## [Task requirements]
Rescale the items from the line with "Q: For each instance of the wall" up to and including the line with "x=374, y=307", and reproduce only those lines. Multiply every x and y coordinate in the answers by 1.45 and round to whole numbers, with halves going up, while keeping the requests and their sample coordinates unchanged.

[Start of Dataset rows]

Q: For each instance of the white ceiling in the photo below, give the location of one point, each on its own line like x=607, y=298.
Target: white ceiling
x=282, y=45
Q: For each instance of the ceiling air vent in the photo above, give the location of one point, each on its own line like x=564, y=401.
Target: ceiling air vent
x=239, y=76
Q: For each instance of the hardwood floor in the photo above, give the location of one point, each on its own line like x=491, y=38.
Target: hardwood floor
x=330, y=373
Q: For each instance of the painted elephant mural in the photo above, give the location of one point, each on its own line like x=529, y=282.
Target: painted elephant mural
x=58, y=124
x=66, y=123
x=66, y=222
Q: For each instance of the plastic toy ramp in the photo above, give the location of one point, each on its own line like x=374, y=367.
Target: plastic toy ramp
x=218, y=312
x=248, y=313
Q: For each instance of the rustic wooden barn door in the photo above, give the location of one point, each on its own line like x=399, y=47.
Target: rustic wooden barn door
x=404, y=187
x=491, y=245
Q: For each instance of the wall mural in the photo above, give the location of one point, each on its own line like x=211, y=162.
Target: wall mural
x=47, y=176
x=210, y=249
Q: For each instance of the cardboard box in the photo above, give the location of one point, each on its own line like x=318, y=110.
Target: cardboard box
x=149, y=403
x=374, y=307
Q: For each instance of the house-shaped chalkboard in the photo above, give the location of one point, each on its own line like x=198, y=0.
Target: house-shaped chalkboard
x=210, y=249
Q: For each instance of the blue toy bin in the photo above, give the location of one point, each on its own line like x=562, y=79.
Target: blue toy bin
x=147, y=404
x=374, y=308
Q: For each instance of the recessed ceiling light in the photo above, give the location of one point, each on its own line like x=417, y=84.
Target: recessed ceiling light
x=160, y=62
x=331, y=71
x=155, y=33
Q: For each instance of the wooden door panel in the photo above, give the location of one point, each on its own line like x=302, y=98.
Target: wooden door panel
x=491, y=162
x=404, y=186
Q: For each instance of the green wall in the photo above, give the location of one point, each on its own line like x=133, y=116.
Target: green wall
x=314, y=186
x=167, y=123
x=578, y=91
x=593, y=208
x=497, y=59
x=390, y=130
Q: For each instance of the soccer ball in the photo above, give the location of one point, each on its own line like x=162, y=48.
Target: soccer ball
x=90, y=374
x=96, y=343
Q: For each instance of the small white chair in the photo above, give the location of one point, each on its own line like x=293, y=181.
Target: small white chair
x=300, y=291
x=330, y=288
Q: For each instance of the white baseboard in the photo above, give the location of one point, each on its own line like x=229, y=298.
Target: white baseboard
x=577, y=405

[End of Dataset rows]

## [Written solution]
Q: For each instance of the wall mural in the photo above, give the location of one point, each on its own line like x=211, y=162.
Target: wall mural
x=68, y=255
x=305, y=361
Q: For each instance of the cardboard box in the photo above, give the location of one point, each on its own line like x=318, y=110.
Target: cardboard box
x=216, y=584
x=542, y=445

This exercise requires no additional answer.